[SET EXERCISE] Copy out each of the records below word for word, with nothing changed.
# start of MATERIAL SHOWN
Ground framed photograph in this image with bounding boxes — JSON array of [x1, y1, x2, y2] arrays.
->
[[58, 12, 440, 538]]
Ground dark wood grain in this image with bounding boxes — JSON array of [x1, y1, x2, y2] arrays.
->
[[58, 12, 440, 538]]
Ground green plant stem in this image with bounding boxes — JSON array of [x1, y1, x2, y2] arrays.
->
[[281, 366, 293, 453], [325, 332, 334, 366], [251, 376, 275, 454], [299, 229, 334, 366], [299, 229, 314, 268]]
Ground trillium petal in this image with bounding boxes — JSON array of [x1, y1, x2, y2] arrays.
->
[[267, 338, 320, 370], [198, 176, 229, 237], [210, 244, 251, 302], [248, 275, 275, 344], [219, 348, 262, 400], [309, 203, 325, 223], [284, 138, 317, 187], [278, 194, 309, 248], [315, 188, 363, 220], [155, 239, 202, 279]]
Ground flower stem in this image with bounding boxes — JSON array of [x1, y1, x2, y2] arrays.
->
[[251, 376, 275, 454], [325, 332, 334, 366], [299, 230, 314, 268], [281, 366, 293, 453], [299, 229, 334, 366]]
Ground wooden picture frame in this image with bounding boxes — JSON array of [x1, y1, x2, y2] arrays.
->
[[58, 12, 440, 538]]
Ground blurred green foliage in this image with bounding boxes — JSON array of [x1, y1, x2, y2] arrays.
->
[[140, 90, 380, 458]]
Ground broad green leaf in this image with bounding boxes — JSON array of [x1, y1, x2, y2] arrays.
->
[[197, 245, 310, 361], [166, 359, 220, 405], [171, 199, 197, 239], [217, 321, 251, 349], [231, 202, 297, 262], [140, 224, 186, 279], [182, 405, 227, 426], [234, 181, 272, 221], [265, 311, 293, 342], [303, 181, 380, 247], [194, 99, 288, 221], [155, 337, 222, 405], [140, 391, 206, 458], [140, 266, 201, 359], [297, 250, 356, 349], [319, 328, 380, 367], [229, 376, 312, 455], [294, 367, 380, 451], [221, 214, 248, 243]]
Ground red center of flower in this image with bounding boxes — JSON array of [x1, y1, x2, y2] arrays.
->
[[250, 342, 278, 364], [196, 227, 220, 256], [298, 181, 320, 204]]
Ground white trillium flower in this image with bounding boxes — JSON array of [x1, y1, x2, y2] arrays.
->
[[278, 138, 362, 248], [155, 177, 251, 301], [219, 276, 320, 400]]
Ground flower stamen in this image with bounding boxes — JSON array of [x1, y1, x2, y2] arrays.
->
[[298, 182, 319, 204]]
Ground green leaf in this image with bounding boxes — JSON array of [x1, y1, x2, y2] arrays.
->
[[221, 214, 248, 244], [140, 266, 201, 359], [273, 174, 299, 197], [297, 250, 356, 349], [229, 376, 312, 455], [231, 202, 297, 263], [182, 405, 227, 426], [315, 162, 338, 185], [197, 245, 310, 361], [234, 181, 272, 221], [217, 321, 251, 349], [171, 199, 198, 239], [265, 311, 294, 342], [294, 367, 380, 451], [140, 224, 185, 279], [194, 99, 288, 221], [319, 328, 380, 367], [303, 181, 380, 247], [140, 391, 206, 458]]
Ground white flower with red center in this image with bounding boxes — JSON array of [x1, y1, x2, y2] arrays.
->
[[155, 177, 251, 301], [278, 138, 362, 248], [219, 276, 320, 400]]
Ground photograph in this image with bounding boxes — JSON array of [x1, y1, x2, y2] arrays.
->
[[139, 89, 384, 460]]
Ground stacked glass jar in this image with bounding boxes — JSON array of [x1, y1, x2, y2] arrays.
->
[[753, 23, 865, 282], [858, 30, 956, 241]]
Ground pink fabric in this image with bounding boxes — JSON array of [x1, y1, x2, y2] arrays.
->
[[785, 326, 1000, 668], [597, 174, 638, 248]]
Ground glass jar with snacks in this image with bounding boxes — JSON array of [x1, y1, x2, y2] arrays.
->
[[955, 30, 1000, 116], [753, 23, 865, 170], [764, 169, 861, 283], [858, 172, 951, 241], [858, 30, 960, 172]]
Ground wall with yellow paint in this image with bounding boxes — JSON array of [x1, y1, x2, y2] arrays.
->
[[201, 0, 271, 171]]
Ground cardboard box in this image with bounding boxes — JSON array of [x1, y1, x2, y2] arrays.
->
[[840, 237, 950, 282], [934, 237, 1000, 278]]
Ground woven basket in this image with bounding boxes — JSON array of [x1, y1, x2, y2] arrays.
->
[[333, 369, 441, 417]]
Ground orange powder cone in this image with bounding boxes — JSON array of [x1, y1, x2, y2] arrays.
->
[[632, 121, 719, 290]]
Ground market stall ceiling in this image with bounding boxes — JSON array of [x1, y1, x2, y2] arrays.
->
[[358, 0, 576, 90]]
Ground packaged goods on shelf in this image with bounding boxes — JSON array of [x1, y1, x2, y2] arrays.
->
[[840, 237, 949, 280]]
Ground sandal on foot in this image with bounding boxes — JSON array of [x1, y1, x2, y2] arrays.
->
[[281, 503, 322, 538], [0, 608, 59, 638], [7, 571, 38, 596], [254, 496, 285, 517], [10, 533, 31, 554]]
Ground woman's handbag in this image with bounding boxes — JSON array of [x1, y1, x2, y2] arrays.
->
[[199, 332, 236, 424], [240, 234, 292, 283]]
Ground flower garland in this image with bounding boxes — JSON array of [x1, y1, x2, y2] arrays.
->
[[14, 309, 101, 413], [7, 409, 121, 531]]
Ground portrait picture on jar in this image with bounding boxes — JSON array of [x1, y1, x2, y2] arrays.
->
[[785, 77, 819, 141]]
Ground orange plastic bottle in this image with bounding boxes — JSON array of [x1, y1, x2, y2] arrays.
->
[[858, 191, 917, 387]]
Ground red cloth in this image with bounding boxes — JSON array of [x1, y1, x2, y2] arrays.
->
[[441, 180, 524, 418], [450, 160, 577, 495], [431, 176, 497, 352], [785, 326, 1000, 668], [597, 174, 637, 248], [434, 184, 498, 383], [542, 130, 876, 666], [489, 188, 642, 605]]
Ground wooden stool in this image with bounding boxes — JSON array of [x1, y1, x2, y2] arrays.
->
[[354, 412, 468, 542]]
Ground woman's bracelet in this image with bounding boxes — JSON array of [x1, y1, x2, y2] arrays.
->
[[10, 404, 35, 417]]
# end of MATERIAL SHOWN
[EXPECTED ANSWER]
Ground framed photograph in this image with bounding boxes — JSON array of [x1, y1, x2, y2] arrays.
->
[[58, 12, 440, 538]]
Ground dark wood grain in this image with bounding boxes — JSON array of [x1, y1, x2, y2] arrays.
->
[[58, 12, 440, 538]]
Ground green plant stem in this image with bounding boxes — JSON array of [x1, y1, x2, y2] arrays.
->
[[281, 366, 293, 453], [325, 332, 334, 366], [251, 376, 275, 454], [299, 229, 334, 366], [299, 229, 314, 268]]
Ground trillium petal in this image with bounding boxes — JSON array of [x1, y1, x2, y2] arrays.
->
[[267, 338, 320, 370], [198, 176, 229, 237], [210, 244, 251, 302], [248, 275, 275, 344], [219, 348, 262, 400], [309, 203, 325, 223], [284, 138, 317, 187], [278, 194, 309, 248], [315, 188, 363, 220], [155, 239, 202, 279]]
Ground flower stem in this image with bounding boxes — JSON array of [x1, y1, x2, y2] arrays.
->
[[251, 376, 275, 454], [325, 332, 334, 366], [299, 230, 314, 268], [281, 366, 293, 453], [299, 229, 334, 366]]
Ground wooden picture frame in this image with bounding boxes — JSON array of [x1, y1, x2, y2] arrays.
->
[[58, 12, 440, 538]]
Ground blurred green foliage in this image with bounding boxes — JSON array of [x1, y1, x2, y2] arrays.
->
[[140, 90, 380, 458]]
Ground broad green leaf in this image with bounding boxes — JSON array of [x1, y1, x2, y2] arrays.
->
[[197, 245, 310, 361], [166, 359, 220, 405], [171, 199, 197, 239], [217, 321, 251, 349], [231, 202, 297, 262], [140, 224, 186, 279], [182, 405, 227, 426], [234, 181, 272, 221], [265, 311, 293, 342], [303, 181, 380, 247], [194, 99, 288, 221], [155, 337, 222, 405], [140, 391, 206, 458], [140, 266, 201, 359], [297, 250, 356, 349], [319, 328, 380, 367], [229, 376, 312, 455], [294, 367, 380, 451], [221, 214, 248, 243]]
Ground red center of flower in this image with bounding boxes — JSON array of [x1, y1, x2, y2] arrays.
->
[[250, 342, 278, 364], [196, 227, 220, 256], [298, 181, 320, 204]]
Ground white trillium flower in this image with bounding boxes — JSON array of [x1, y1, x2, y2] arrays.
->
[[278, 138, 362, 248], [155, 177, 251, 301], [219, 276, 320, 400]]
Ground flower stamen in this image with bounding boxes — JSON array of [x1, y1, x2, y2] arrays.
->
[[298, 182, 319, 204]]
Ground green leaf in this image with bounding boxes — JSON array of [x1, y1, x2, y2] arrays.
->
[[221, 214, 248, 244], [140, 266, 201, 359], [273, 174, 299, 197], [297, 250, 356, 349], [229, 376, 312, 455], [231, 202, 297, 263], [182, 405, 227, 426], [315, 162, 338, 185], [197, 245, 310, 361], [234, 181, 272, 221], [217, 321, 251, 349], [171, 199, 198, 239], [265, 311, 294, 342], [294, 367, 380, 451], [140, 224, 185, 279], [194, 99, 288, 221], [319, 328, 380, 367], [303, 181, 380, 247], [140, 391, 206, 458]]
Ground white flower with red center in this image with bounding boxes — JSON array of [x1, y1, x2, y2] arrays.
->
[[155, 177, 251, 301], [278, 138, 362, 248], [219, 276, 320, 400]]
Ground photograph in this image with bounding boxes — JSON array of [x1, y1, x2, y2] arrays.
->
[[139, 89, 384, 460]]
Ground stacked glass jar in this image with bounding boxes — JSON array of [x1, y1, x2, y2] arrays.
->
[[753, 23, 865, 282], [858, 30, 956, 241]]
Ground pink fabric in this image with bounding boxes — JSON array of [x1, y1, x2, y2] arrays.
->
[[785, 326, 1000, 668], [597, 174, 638, 248]]
Ground glass jar with snacks in this image with bounding boxes — JSON array of [x1, y1, x2, y2] arrays.
->
[[955, 30, 1000, 116], [753, 23, 865, 170], [764, 169, 861, 283], [858, 172, 951, 241], [858, 30, 960, 172]]
Ground wall with yellow paint in this image with bounding boxes — JSON array of [x1, y1, x2, y2] arrays.
->
[[201, 0, 271, 171]]
Ground cardboard box in this image with bounding boxes — JSON array of [x1, y1, x2, y2] arrays.
->
[[840, 237, 950, 282], [934, 237, 1000, 278]]
Ground woven basket in this image with bounding boxes — JSON array of [x1, y1, x2, y2] arrays.
->
[[333, 369, 441, 417]]
Ground orange powder cone in this image with bounding boxes — JSON array of [x1, y1, x2, y2] arrays.
->
[[632, 121, 719, 290]]
Ground market stall ceiling in this image with bounding boxes — JSON array of [x1, y1, x2, y2] arrays.
->
[[358, 0, 576, 90]]
Ground packaged goods on shelf in this image with bounding boxes — JSON array of [x1, y1, x2, y2] arrays.
->
[[840, 237, 949, 280]]
Ground sandal on foot in this image with bounding boxes — JSON array of [x1, y1, x2, y2] arrays.
->
[[281, 503, 322, 538], [0, 608, 59, 638], [7, 571, 38, 596], [254, 496, 285, 517], [10, 533, 31, 554]]
Ground woman's handbag in this image with bounding boxes — JSON array of [x1, y1, x2, y2] arrays.
->
[[199, 332, 236, 424], [240, 234, 292, 283]]
Ground flower garland in this image with bounding boxes — JSON array of [x1, y1, x2, y2] arrays.
->
[[14, 309, 101, 413], [7, 409, 121, 531]]
Ground portrait picture on jar in this image with bounding boxes — JSON array of [x1, y1, x2, y2] arrays.
->
[[785, 77, 819, 141]]
Ground orange plastic bottle in this image with bounding boxes — JSON array of [x1, y1, x2, y2] arrays.
->
[[858, 191, 917, 387]]
Ground red cloth in this image with bounding boxes — JSON array of [x1, y1, x2, y2] arrays.
->
[[441, 180, 524, 418], [450, 160, 577, 495], [431, 176, 497, 352], [785, 326, 1000, 668], [597, 174, 637, 248], [434, 184, 498, 383], [542, 130, 876, 666], [489, 188, 642, 605]]
Ground wooden stool in this image with bounding boxes — JSON array of [x1, y1, x2, y2] arrays.
->
[[354, 412, 468, 542]]
Ground woman's bracelet in this image with bounding boxes — JSON array of [x1, y1, x2, y2] arrays.
->
[[10, 404, 35, 417]]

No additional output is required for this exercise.